**Reading text**.
════

In a happy ending to a sad story, three bear cubs found in a tree in Virginia’s Augusta County have been rescued. The Wildlife Center of Virginia has taken in the cubs after their mother was found dead on the side of a road on Saturday.
All three cubs are female and weigh between four and eight pounds. As WTKR reports, veterinarians have examined the cubs and found that one has a broken tooth and another a healing fracture in her right humerus. After further examination (including to check for parasites), the bears will be set up in an outdoor pen. Their mother was most likely killed by a vehicle, says the Center.
In fact, the Center says that this year, it has “admitted a record number of Black Bear cubs from locations throughout Virginia.” Before the three female cubs, the Center was already caring for eight bear cubs, one female and seven males.
After the three female cubs were brought to the Center, two more arrived. On Tuesday, May 14, a Black Bear cub that a woman had seen on her property for several days with no sign of its mother was brought to the Center; the female cub appears to be healthy and will probably be introduced to the other three female cubs in a few days. Another Black Bear cub, an “extremely thin and dehydrated” male, was also brought in on Tuesday. X-rays revealed that he had a fracture in his right femur that Dr. Rich Sim, the Center’s veterinary fellow, thinks may have kept the cub from keeping up with his mother. The fracture is healing, so the cub does not need surgery, but he does need to gain some weight as he’s currently less than 4.5 pounds.

════

**Activity list**.
a – From the bear cub rescue article, print the passage from "All three cubs" up to and including "says the Center.", word for word.
b – Carry on the bear cub rescue article from its final sentence, adding new text that follows on from it.

════

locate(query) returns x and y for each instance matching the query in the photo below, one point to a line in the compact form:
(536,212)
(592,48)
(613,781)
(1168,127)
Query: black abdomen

════

**Answers**.
a –
All three cubs are female and weigh between four and eight pounds. As WTKR reports, veterinarians have examined the cubs and found that one has a broken tooth and another a healing fracture in her right humerus. After further examination (including to check for parasites), the bears will be set up in an outdoor pen. Their mother was most likely killed by a vehicle, says the Center.

b –
As Edward Clark, president of the Center, tells WVIR-TV they have “worked out a partnership” with the Virginia Department of Game, Land and Fishing so that they “will become the bear place in Virginia and all orphaned cubs that can’t be fostered with females will be brought here to be raised until they can be given back to the wild.” Some of the many rescued bear cubs are currently in the Bear Pen, a large concrete block structure that was designed for adult, injured bears. In a few weeks they will be moved to a new facility that, it is hoped, “will allow the bears to grow as if they are in the wild.”
Visitors are not allowed to interact with the cubs at any time, but can see what the cubs are up to thanks to the Center’s Critter Cam.
The Center underscores that caring for so many cubs is a “new challenge” for its staff. John Beecham of the International Fund for Animal Welfare underscores the importance of minimizing human contact with the cubs after weaning. Indeed, he notes that “allowing cubs raised in captivity to socialize with other cubs may be the single most important factor in reducing the degree of their habituation.”
The Center has no timetable yet for releasing the cubs and will be working with Department of Game and Inland Fisheries. While cubs and yearlings usually stay with their mothers until they are about 1 1/2 years old, the cubs will be ready to survive on their own after they pass the nursing stage.
As for why the Center has found itself with so many Black Bear cubs: according to DGIF bear biologist Jaime Sajecki, one possible reason is a phenomenon called “cub synchrony,” in which “in years of poor mast, bears who have bred in the summer will not actually give birth – and then the following year, all those bears will breed again and there will be a bump in the number of cubs produced.” Mast is the fruit produced by forest trees including acorns and other nuts and 2011 was indeed a poor mast year. Fall of 2012, though, saw nothing less than a “bumper crop” of acorns.
Another reason for the finding of so many bear cubs is the same reason that, here in New Jersey where I live, the Division of Fish and Wildlife allows black bears to be hunted: human expansion into what has long been the territory of wildlife, including bears.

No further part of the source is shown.